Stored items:
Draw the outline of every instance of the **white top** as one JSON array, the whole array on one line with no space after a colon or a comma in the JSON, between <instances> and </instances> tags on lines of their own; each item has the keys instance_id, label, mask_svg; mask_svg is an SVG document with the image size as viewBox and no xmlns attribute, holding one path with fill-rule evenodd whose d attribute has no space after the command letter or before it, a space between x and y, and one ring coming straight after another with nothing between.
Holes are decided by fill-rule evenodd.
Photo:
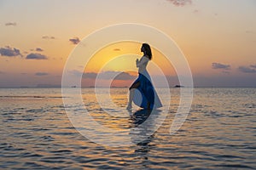
<instances>
[{"instance_id":1,"label":"white top","mask_svg":"<svg viewBox=\"0 0 256 170\"><path fill-rule=\"evenodd\" d=\"M139 60L136 60L136 66L138 67L138 72L143 72L146 71L147 65L149 61L149 59L146 56L143 56Z\"/></svg>"}]
</instances>

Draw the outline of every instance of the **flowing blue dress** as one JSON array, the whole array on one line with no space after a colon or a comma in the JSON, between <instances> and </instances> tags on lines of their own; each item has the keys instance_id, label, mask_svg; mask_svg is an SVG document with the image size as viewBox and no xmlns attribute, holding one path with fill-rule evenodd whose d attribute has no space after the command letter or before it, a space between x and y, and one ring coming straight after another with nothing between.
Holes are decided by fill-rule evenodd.
<instances>
[{"instance_id":1,"label":"flowing blue dress","mask_svg":"<svg viewBox=\"0 0 256 170\"><path fill-rule=\"evenodd\" d=\"M148 103L150 103L149 109L162 107L162 104L151 82L151 78L147 70L139 72L137 79L133 82L140 82L140 86L135 88L133 102L139 107L148 109Z\"/></svg>"}]
</instances>

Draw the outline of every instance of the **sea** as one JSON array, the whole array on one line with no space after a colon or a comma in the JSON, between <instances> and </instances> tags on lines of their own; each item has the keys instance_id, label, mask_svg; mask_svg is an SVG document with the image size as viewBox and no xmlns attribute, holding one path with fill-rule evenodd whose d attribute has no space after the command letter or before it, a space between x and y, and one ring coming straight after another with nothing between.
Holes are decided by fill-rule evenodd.
<instances>
[{"instance_id":1,"label":"sea","mask_svg":"<svg viewBox=\"0 0 256 170\"><path fill-rule=\"evenodd\" d=\"M174 133L181 88L167 90L152 111L126 110L126 88L82 88L83 107L61 88L0 88L0 169L256 169L256 88L194 88Z\"/></svg>"}]
</instances>

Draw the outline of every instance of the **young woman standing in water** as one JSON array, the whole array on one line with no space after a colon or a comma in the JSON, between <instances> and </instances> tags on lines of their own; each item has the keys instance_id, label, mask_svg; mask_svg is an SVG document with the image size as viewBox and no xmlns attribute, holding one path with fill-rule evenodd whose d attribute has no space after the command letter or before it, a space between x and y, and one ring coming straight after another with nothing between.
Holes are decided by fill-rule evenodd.
<instances>
[{"instance_id":1,"label":"young woman standing in water","mask_svg":"<svg viewBox=\"0 0 256 170\"><path fill-rule=\"evenodd\" d=\"M150 46L148 43L143 43L141 52L144 54L140 60L137 59L136 60L136 65L138 67L138 77L129 88L130 95L126 107L128 110L131 109L132 101L144 109L152 110L162 106L147 71L148 63L152 59Z\"/></svg>"}]
</instances>

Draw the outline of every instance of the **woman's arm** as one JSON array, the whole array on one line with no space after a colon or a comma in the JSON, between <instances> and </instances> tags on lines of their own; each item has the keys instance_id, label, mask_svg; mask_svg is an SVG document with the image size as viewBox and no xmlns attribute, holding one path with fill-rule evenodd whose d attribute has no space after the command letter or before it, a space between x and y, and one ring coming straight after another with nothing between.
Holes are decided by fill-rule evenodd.
<instances>
[{"instance_id":1,"label":"woman's arm","mask_svg":"<svg viewBox=\"0 0 256 170\"><path fill-rule=\"evenodd\" d=\"M137 59L136 60L136 66L137 67L140 67L142 65L143 65L144 63L148 62L148 59L147 57L143 57L140 60L138 60Z\"/></svg>"}]
</instances>

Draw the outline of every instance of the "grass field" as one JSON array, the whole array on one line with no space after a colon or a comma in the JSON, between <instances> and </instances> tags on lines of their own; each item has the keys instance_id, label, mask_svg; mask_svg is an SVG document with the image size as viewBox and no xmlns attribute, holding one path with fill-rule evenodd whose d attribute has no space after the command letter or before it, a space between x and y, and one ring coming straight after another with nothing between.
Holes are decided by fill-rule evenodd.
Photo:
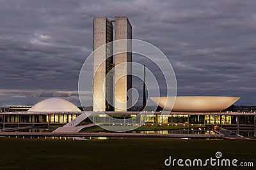
<instances>
[{"instance_id":1,"label":"grass field","mask_svg":"<svg viewBox=\"0 0 256 170\"><path fill-rule=\"evenodd\" d=\"M164 160L170 155L173 159L204 160L215 157L218 151L223 158L256 163L256 141L253 140L66 141L0 138L0 169L177 169L177 166L165 167ZM201 169L209 168L223 169L221 167ZM193 169L198 167L189 168Z\"/></svg>"}]
</instances>

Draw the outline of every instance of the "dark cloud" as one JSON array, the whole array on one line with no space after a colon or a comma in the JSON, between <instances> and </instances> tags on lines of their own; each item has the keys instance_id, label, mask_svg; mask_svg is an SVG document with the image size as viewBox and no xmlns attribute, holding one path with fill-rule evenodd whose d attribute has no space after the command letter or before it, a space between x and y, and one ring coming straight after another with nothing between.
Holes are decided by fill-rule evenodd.
<instances>
[{"instance_id":1,"label":"dark cloud","mask_svg":"<svg viewBox=\"0 0 256 170\"><path fill-rule=\"evenodd\" d=\"M256 104L255 8L255 1L1 1L1 102L33 104L55 94L79 104L67 92L77 91L92 52L93 16L127 15L133 38L172 62L179 95Z\"/></svg>"}]
</instances>

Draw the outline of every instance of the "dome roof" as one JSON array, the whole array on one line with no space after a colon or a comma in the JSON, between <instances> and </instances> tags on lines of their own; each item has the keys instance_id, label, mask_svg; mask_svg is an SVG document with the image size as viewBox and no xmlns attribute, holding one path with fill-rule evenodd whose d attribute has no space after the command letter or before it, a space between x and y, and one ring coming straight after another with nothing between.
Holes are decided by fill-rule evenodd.
<instances>
[{"instance_id":1,"label":"dome roof","mask_svg":"<svg viewBox=\"0 0 256 170\"><path fill-rule=\"evenodd\" d=\"M28 111L81 111L81 110L69 101L53 97L45 99L36 103Z\"/></svg>"},{"instance_id":2,"label":"dome roof","mask_svg":"<svg viewBox=\"0 0 256 170\"><path fill-rule=\"evenodd\" d=\"M179 112L210 112L222 111L240 99L226 96L168 96L150 99L166 110Z\"/></svg>"}]
</instances>

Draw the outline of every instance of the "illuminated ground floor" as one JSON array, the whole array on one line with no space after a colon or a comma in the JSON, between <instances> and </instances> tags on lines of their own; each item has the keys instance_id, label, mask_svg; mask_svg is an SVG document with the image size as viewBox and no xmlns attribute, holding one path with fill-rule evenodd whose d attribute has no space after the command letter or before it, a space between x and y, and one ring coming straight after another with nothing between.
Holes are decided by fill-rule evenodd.
<instances>
[{"instance_id":1,"label":"illuminated ground floor","mask_svg":"<svg viewBox=\"0 0 256 170\"><path fill-rule=\"evenodd\" d=\"M201 124L218 125L255 125L254 113L171 113L168 115L138 112L88 112L90 119L86 122L106 124L109 125L139 125L144 124L157 125ZM0 113L1 124L67 124L74 120L81 112ZM122 124L122 125L121 125Z\"/></svg>"},{"instance_id":2,"label":"illuminated ground floor","mask_svg":"<svg viewBox=\"0 0 256 170\"><path fill-rule=\"evenodd\" d=\"M81 124L106 126L189 126L198 125L214 129L224 127L244 136L256 135L255 113L171 113L168 115L138 112L86 112L90 115ZM83 112L0 113L0 128L8 127L65 125Z\"/></svg>"}]
</instances>

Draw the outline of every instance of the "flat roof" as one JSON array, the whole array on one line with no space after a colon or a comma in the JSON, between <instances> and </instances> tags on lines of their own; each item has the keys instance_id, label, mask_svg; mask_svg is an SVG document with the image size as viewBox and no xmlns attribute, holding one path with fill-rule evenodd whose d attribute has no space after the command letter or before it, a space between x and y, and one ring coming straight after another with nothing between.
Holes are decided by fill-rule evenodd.
<instances>
[{"instance_id":1,"label":"flat roof","mask_svg":"<svg viewBox=\"0 0 256 170\"><path fill-rule=\"evenodd\" d=\"M28 111L13 111L13 112L0 112L1 115L65 115L65 114L72 114L72 115L80 115L83 113L88 114L94 115L101 115L102 113L106 115L253 115L256 116L256 113L252 112L171 112L161 113L161 112L140 112L140 111L127 111L127 112L118 112L118 111L102 111L102 112L95 112L95 111L45 111L45 112L28 112Z\"/></svg>"}]
</instances>

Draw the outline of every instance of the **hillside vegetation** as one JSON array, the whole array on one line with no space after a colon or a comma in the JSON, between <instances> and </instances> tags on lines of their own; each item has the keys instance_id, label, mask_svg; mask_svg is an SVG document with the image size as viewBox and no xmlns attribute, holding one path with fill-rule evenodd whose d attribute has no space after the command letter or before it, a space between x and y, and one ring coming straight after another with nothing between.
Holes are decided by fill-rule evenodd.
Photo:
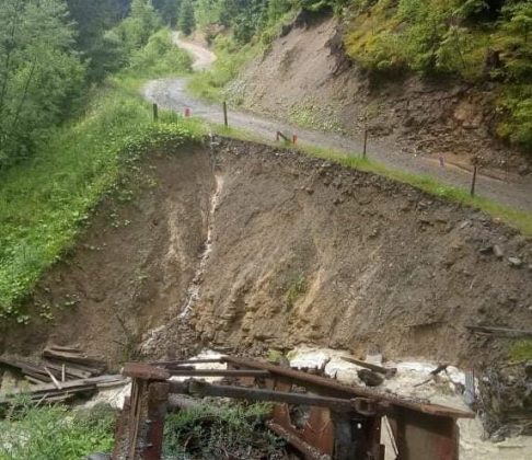
<instances>
[{"instance_id":1,"label":"hillside vegetation","mask_svg":"<svg viewBox=\"0 0 532 460\"><path fill-rule=\"evenodd\" d=\"M356 0L347 53L378 72L493 82L498 134L532 149L532 3L518 0Z\"/></svg>"},{"instance_id":2,"label":"hillside vegetation","mask_svg":"<svg viewBox=\"0 0 532 460\"><path fill-rule=\"evenodd\" d=\"M27 39L21 35L21 42L13 43L10 53L16 59L4 55L4 67L0 67L0 82L1 76L5 78L4 101L9 101L0 122L0 319L25 323L31 312L21 311L24 297L72 246L103 196L119 189L120 177L144 147L167 139L178 145L194 136L180 117L163 113L160 123L153 124L151 107L138 94L143 80L183 74L190 70L192 60L171 44L170 31L160 28L155 10L146 0L135 0L130 15L111 30L101 31L101 39L116 45L107 50L116 51L115 57L122 56L122 60L114 64L114 74L107 69L100 76L107 77L96 83L83 72L93 69L100 73L102 61L91 67L93 61L76 51L78 45L70 43L76 35L73 25L65 21L65 3L35 1L21 9L19 2L12 2L12 7L2 10L0 21L7 20L11 11L24 15L21 24L26 24L26 16L28 24L41 21L41 27L49 21L47 33L51 36L54 27L63 27L65 36L62 48L59 46L62 55L48 50L49 68L37 71L35 65L32 74L27 67L27 53L44 62L47 55L42 57L44 51L39 49L54 43L45 44L30 30ZM5 33L2 27L0 31ZM22 28L16 31L22 34ZM70 66L76 72L61 66ZM14 84L21 78L27 94ZM49 85L41 84L42 80ZM54 95L55 103L50 100ZM48 104L43 103L48 100ZM60 110L69 104L70 110ZM14 122L16 129L9 130Z\"/></svg>"},{"instance_id":3,"label":"hillside vegetation","mask_svg":"<svg viewBox=\"0 0 532 460\"><path fill-rule=\"evenodd\" d=\"M203 30L223 56L193 82L198 95L220 99L228 81L251 57L267 53L284 23L303 9L338 16L347 56L370 77L419 73L450 87L490 85L498 136L532 151L530 1L197 0L193 9L182 30Z\"/></svg>"}]
</instances>

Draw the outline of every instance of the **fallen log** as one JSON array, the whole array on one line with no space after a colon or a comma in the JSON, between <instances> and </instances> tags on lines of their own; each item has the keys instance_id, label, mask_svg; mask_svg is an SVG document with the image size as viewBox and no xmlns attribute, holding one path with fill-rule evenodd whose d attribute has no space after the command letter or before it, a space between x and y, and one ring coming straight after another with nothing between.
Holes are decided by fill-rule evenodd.
<instances>
[{"instance_id":1,"label":"fallen log","mask_svg":"<svg viewBox=\"0 0 532 460\"><path fill-rule=\"evenodd\" d=\"M18 388L13 389L10 392L7 392L2 399L0 399L0 403L10 402L13 398L20 394L28 394L32 399L34 398L51 398L57 395L68 395L72 393L83 393L86 391L95 391L97 390L97 386L102 383L111 383L111 382L118 382L124 381L126 379L122 375L117 376L100 376L100 377L92 377L89 379L80 379L80 380L70 380L61 383L61 388L58 389L55 383L43 383L36 384L28 388Z\"/></svg>"},{"instance_id":2,"label":"fallen log","mask_svg":"<svg viewBox=\"0 0 532 460\"><path fill-rule=\"evenodd\" d=\"M43 357L59 363L70 363L77 366L82 366L83 370L90 371L93 375L102 373L105 370L105 363L97 358L92 358L83 352L65 352L58 347L50 346L43 350Z\"/></svg>"},{"instance_id":3,"label":"fallen log","mask_svg":"<svg viewBox=\"0 0 532 460\"><path fill-rule=\"evenodd\" d=\"M365 367L366 369L372 370L374 372L383 373L386 378L393 377L395 376L395 373L397 373L397 368L395 367L388 368L372 363L361 361L360 359L351 358L350 356L343 356L342 359L347 363Z\"/></svg>"}]
</instances>

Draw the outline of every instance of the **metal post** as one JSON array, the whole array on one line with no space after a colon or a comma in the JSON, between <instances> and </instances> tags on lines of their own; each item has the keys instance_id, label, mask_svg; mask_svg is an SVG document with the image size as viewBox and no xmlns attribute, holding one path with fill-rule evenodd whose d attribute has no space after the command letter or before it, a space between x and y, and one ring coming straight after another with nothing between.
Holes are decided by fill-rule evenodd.
<instances>
[{"instance_id":1,"label":"metal post","mask_svg":"<svg viewBox=\"0 0 532 460\"><path fill-rule=\"evenodd\" d=\"M477 165L475 164L473 166L473 180L471 182L471 196L475 196L475 187L476 187L476 170L477 170Z\"/></svg>"},{"instance_id":2,"label":"metal post","mask_svg":"<svg viewBox=\"0 0 532 460\"><path fill-rule=\"evenodd\" d=\"M228 103L223 101L223 124L225 125L225 128L229 127L229 122L228 122Z\"/></svg>"},{"instance_id":3,"label":"metal post","mask_svg":"<svg viewBox=\"0 0 532 460\"><path fill-rule=\"evenodd\" d=\"M362 158L366 158L366 154L368 152L368 128L366 127L363 130L363 151L362 151Z\"/></svg>"}]
</instances>

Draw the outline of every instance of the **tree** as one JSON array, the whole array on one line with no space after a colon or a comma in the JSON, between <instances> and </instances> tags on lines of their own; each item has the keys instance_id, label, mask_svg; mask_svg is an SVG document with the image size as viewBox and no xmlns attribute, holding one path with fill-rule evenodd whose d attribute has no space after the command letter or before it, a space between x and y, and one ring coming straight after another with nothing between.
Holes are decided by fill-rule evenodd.
<instances>
[{"instance_id":1,"label":"tree","mask_svg":"<svg viewBox=\"0 0 532 460\"><path fill-rule=\"evenodd\" d=\"M164 24L174 27L177 21L180 0L153 0L153 8L159 11Z\"/></svg>"},{"instance_id":2,"label":"tree","mask_svg":"<svg viewBox=\"0 0 532 460\"><path fill-rule=\"evenodd\" d=\"M120 21L129 2L67 0L67 3L78 30L77 49L88 64L88 79L101 81L119 67L118 44L106 39L105 33Z\"/></svg>"},{"instance_id":3,"label":"tree","mask_svg":"<svg viewBox=\"0 0 532 460\"><path fill-rule=\"evenodd\" d=\"M177 26L185 35L190 35L196 26L196 20L194 18L194 5L192 0L183 0L180 10L180 18L177 20Z\"/></svg>"},{"instance_id":4,"label":"tree","mask_svg":"<svg viewBox=\"0 0 532 460\"><path fill-rule=\"evenodd\" d=\"M62 0L2 0L0 169L27 158L80 94L84 67Z\"/></svg>"}]
</instances>

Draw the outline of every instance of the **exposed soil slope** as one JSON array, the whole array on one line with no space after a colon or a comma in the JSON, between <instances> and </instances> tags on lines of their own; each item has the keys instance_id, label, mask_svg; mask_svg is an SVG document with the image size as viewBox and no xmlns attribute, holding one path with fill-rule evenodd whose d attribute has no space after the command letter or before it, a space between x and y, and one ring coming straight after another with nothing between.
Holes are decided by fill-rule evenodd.
<instances>
[{"instance_id":1,"label":"exposed soil slope","mask_svg":"<svg viewBox=\"0 0 532 460\"><path fill-rule=\"evenodd\" d=\"M177 315L186 300L213 186L203 149L150 156L127 188L101 205L71 257L41 283L30 309L54 320L3 331L0 349L31 354L46 342L79 343L111 363L130 357L140 335Z\"/></svg>"},{"instance_id":2,"label":"exposed soil slope","mask_svg":"<svg viewBox=\"0 0 532 460\"><path fill-rule=\"evenodd\" d=\"M358 136L365 117L372 137L407 154L471 168L474 154L495 169L532 172L527 157L495 137L494 87L427 81L415 76L370 78L344 53L335 19L301 14L264 56L229 88L244 108L305 126ZM494 174L504 175L504 172Z\"/></svg>"},{"instance_id":3,"label":"exposed soil slope","mask_svg":"<svg viewBox=\"0 0 532 460\"><path fill-rule=\"evenodd\" d=\"M157 154L146 174L131 203L103 207L33 301L78 304L2 334L8 350L79 342L116 363L127 348L114 342L127 340L118 314L136 340L154 330L150 356L194 346L190 324L204 344L246 353L315 343L478 364L504 344L464 325L532 326L532 243L481 212L235 140ZM130 223L113 228L112 214Z\"/></svg>"}]
</instances>

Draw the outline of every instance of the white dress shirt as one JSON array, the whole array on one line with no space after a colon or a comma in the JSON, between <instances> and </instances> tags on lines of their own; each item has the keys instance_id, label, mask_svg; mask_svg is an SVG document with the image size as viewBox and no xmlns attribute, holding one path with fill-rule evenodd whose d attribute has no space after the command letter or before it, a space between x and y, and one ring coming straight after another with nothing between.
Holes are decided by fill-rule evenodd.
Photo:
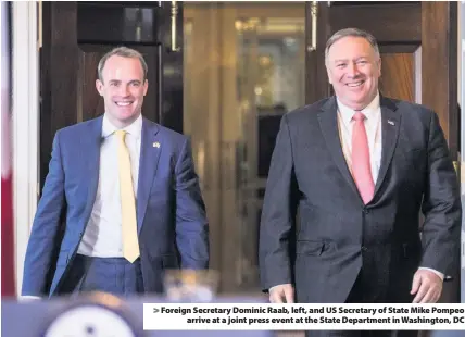
<instances>
[{"instance_id":1,"label":"white dress shirt","mask_svg":"<svg viewBox=\"0 0 465 337\"><path fill-rule=\"evenodd\" d=\"M134 196L137 197L139 177L140 141L142 116L123 128L129 150L133 174ZM117 160L117 128L111 124L106 114L102 122L102 145L100 148L99 185L90 219L79 244L77 253L87 257L123 257L122 214L120 197L120 175Z\"/></svg>"},{"instance_id":2,"label":"white dress shirt","mask_svg":"<svg viewBox=\"0 0 465 337\"><path fill-rule=\"evenodd\" d=\"M369 148L369 162L372 165L373 180L376 186L378 178L379 167L381 166L381 154L382 154L382 123L381 123L381 107L379 103L379 93L376 95L375 99L361 112L365 115L365 130L368 138ZM342 152L348 163L349 170L352 173L352 128L355 123L352 116L355 111L342 104L338 99L338 125L339 125L339 137L341 140ZM420 267L435 272L441 279L444 275L438 271Z\"/></svg>"}]
</instances>

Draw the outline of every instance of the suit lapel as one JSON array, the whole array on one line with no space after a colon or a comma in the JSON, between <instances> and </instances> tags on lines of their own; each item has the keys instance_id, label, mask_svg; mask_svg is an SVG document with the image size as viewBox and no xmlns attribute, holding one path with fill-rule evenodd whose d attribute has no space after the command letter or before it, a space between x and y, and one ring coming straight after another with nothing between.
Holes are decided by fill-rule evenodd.
<instances>
[{"instance_id":1,"label":"suit lapel","mask_svg":"<svg viewBox=\"0 0 465 337\"><path fill-rule=\"evenodd\" d=\"M146 216L153 177L163 150L156 124L143 118L142 139L140 140L139 178L137 188L137 230L140 234Z\"/></svg>"},{"instance_id":2,"label":"suit lapel","mask_svg":"<svg viewBox=\"0 0 465 337\"><path fill-rule=\"evenodd\" d=\"M352 190L360 196L352 175L349 171L344 154L342 152L341 140L339 138L338 126L338 107L336 97L331 97L323 107L323 112L318 114L319 127L322 128L323 137L332 159L341 172L342 176L348 182Z\"/></svg>"},{"instance_id":3,"label":"suit lapel","mask_svg":"<svg viewBox=\"0 0 465 337\"><path fill-rule=\"evenodd\" d=\"M99 186L99 170L100 170L100 146L102 142L102 121L103 116L96 118L88 124L88 134L83 135L81 149L83 162L86 170L83 171L83 185L87 185L86 209L84 213L85 223L87 225L90 212L92 211L93 202L96 201L97 188Z\"/></svg>"},{"instance_id":4,"label":"suit lapel","mask_svg":"<svg viewBox=\"0 0 465 337\"><path fill-rule=\"evenodd\" d=\"M392 155L399 138L401 115L397 113L397 105L388 98L380 97L381 105L381 133L382 133L382 152L381 165L379 167L378 179L375 185L375 196L386 177L388 167L392 161Z\"/></svg>"}]
</instances>

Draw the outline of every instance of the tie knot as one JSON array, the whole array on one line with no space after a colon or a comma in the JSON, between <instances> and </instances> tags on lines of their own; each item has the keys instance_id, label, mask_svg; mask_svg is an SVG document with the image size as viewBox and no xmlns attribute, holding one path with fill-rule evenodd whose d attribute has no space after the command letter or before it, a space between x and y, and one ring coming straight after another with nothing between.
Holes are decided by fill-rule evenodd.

= Short exercise =
Print the lines of the stored items again without any change, beginning with the line that contains "Draw the outline of every instance of the tie" and continuing through the end of the stored items, both ends included.

= The response =
Draw the outline of every instance of the tie knot as one JSON array, the whole array on one line with no space after a colon or a comma in the JSON, between <instances> and </instances> tags on lines of their own; each item has the keys instance_id, label, mask_svg; mask_svg is an SVG document with the image size as viewBox and no xmlns attribute, holding one path with fill-rule evenodd whose d attribute has no space after the command letter or before it, a space between x and y, and one ring coming straight after another with nothing between.
Holes are decided by fill-rule evenodd.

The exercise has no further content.